# Router Table



## xiphidius (23 Jan 2017)

At some point in the future I would like to make a simple Router Table mostly from Plywood.
Has anyone built one?
What do I need (ie plates etc), has anyone got plans or links.....it must be simplistic for a novice.
Many Thanks 
Regards
C


----------



## MattRoberts (23 Jan 2017)

I've built a few. My latest version is this - an oak worktop offcut with a Kreg insert plate. 







I have the Triton TRA001 router underneath, which has its own raising mechanism built in:






They're simple enough to make - you just trim a recess for a plate and then attach a router underneath. 

Before this set up, I had a 1/4 inch dewalt router attached via its fixed base underneath (which let me screw advance the router up and down, and then a piece of acrylic as the insert plate with a hole cut in it using a forstner bit. 

And before that, I had a DIY lift using two vertical drawer runners. 

So as you can see, plenty of options available. Just search on YouTube for DIY router table or router lift 

What router do you have / are planning on using?


----------



## Lons (23 Jan 2017)

Mine is attached to my saw table like Matts however I used a cheap Rutlands table as thought by the time I bought the track and fence it wasn't worth making. I've since adapted it to take an Incra insert and Router Razer lift instead of the cr*p insert in the pics


----------



## xiphidius (24 Jan 2017)

Great advice there guys, plenty of ideas...I'm liking the scrap worktop idea as I dont mind building a little table or utilising an existing one.

──────────

* Task details
Repeat word for word the part of the router table thread from "They're simple enough" up to and including "planning on using?".

(Excerpts from a pointing dataset)
──────────

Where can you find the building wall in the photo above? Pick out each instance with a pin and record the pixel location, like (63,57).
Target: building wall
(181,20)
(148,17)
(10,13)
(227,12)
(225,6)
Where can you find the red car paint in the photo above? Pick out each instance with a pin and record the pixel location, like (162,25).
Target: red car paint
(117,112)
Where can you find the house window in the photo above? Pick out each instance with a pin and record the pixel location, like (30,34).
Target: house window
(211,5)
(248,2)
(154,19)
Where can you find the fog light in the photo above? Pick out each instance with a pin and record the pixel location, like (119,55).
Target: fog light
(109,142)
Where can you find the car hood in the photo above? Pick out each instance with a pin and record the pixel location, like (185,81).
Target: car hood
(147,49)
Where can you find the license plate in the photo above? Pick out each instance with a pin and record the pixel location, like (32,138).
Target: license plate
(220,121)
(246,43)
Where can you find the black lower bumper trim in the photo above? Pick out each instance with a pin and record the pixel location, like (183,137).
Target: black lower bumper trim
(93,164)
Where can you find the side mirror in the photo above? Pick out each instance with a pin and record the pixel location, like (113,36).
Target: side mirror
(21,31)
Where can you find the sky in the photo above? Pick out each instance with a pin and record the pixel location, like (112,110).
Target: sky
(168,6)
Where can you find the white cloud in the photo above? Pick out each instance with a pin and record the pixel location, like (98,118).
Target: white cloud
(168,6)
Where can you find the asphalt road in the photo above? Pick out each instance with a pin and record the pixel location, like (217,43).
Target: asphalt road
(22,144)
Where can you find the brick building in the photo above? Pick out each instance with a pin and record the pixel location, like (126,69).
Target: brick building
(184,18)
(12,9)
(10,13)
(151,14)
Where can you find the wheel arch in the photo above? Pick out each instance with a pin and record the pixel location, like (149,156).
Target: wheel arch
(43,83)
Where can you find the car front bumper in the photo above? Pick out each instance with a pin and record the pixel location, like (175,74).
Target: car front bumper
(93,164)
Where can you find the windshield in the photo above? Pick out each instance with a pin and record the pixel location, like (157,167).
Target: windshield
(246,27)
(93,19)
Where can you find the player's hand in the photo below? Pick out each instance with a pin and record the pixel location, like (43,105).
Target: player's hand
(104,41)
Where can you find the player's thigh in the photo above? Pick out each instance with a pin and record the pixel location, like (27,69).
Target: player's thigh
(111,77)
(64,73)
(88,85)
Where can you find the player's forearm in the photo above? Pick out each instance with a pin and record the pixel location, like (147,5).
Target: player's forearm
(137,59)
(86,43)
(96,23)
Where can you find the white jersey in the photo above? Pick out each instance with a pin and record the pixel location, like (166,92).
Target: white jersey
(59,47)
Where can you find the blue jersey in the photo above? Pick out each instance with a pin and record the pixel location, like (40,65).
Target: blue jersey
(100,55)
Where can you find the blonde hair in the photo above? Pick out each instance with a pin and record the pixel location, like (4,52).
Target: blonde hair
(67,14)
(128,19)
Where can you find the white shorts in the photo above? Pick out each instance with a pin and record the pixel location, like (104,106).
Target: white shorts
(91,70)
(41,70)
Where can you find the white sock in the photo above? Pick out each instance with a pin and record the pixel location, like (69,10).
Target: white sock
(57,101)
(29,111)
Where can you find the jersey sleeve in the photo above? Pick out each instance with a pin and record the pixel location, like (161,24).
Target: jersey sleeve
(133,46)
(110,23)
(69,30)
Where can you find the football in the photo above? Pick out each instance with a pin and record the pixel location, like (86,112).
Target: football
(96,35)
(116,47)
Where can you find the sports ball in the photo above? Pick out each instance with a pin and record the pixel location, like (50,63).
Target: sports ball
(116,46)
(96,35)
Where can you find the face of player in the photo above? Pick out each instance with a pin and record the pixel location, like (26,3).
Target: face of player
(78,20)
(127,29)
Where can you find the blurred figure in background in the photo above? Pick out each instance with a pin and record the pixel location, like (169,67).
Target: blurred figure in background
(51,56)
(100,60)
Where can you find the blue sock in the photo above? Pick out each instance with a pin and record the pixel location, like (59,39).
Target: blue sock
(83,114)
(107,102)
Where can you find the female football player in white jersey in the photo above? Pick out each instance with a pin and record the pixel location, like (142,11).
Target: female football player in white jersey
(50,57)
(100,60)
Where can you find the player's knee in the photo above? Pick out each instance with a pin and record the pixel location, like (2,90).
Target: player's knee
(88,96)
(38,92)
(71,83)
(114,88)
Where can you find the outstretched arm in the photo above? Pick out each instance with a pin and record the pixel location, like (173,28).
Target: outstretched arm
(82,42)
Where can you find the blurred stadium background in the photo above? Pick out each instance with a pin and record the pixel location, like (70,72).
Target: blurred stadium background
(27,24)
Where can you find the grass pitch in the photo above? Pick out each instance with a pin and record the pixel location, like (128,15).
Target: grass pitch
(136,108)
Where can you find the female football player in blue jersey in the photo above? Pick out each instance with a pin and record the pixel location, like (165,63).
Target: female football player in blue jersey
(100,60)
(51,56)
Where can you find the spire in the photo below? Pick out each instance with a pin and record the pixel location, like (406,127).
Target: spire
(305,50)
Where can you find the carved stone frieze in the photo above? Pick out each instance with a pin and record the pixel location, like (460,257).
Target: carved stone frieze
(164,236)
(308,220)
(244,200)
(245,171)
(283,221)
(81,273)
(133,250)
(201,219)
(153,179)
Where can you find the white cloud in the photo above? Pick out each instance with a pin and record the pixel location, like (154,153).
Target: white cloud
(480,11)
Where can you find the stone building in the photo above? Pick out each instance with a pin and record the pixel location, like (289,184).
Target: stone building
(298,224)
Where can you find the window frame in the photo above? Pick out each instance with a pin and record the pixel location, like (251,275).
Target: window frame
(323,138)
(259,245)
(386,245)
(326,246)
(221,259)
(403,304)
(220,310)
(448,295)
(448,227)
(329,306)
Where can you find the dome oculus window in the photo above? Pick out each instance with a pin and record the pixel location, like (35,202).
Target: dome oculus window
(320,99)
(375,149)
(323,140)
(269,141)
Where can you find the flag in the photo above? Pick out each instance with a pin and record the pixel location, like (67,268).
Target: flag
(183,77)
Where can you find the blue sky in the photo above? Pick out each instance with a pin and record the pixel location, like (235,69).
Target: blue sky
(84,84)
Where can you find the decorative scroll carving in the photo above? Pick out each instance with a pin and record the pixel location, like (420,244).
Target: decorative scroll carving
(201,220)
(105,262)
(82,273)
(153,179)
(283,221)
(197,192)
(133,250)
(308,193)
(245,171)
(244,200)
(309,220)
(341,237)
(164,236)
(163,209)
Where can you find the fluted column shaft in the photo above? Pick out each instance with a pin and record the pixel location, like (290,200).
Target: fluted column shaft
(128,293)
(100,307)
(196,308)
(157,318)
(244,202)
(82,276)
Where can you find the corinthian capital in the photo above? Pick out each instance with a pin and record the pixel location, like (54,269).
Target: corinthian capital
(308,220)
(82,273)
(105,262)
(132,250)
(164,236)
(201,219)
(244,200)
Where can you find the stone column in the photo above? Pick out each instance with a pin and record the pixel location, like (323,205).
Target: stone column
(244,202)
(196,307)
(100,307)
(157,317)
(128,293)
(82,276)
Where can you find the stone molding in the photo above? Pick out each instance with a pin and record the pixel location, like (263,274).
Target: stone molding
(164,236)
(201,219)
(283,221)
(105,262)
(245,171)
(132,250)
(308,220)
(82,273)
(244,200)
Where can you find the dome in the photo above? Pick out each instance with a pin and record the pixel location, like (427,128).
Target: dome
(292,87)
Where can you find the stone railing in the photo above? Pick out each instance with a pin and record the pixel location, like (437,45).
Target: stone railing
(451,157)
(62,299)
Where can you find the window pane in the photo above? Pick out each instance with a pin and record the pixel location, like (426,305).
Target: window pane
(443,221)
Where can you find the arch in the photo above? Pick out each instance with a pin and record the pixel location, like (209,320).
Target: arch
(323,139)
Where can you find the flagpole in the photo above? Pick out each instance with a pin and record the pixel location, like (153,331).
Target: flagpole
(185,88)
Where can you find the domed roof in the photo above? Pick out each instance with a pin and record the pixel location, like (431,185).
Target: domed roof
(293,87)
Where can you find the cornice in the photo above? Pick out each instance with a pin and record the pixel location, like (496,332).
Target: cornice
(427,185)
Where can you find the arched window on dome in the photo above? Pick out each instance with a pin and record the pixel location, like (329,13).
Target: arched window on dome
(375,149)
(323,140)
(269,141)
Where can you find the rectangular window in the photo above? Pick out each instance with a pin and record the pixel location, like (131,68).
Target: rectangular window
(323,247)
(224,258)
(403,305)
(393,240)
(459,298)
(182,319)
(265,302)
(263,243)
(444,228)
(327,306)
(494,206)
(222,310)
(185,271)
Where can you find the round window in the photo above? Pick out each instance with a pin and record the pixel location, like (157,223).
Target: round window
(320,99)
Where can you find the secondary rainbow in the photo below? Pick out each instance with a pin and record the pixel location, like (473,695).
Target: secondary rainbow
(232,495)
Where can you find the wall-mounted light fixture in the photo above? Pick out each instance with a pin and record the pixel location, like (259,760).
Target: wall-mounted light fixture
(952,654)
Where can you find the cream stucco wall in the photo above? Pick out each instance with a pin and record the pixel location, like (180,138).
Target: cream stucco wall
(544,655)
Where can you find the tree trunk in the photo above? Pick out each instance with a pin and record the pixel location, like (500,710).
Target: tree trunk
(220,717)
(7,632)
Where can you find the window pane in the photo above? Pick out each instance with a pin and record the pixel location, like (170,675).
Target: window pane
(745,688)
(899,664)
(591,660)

──────────

* Exercise solution
They're simple enough to make - you just trim a recess for a plate and then attach a router underneath. 

Before this set up, I had a 1/4 inch dewalt router attached via its fixed base underneath (which let me screw advance the router up and down, and then a piece of acrylic as the insert plate with a hole cut in it using a forstner bit. 

And before that, I had a DIY lift using two vertical drawer runners. 

So as you can see, plenty of options available. Just search on YouTube for DIY router table or router lift 

What router do you have / are planning on using?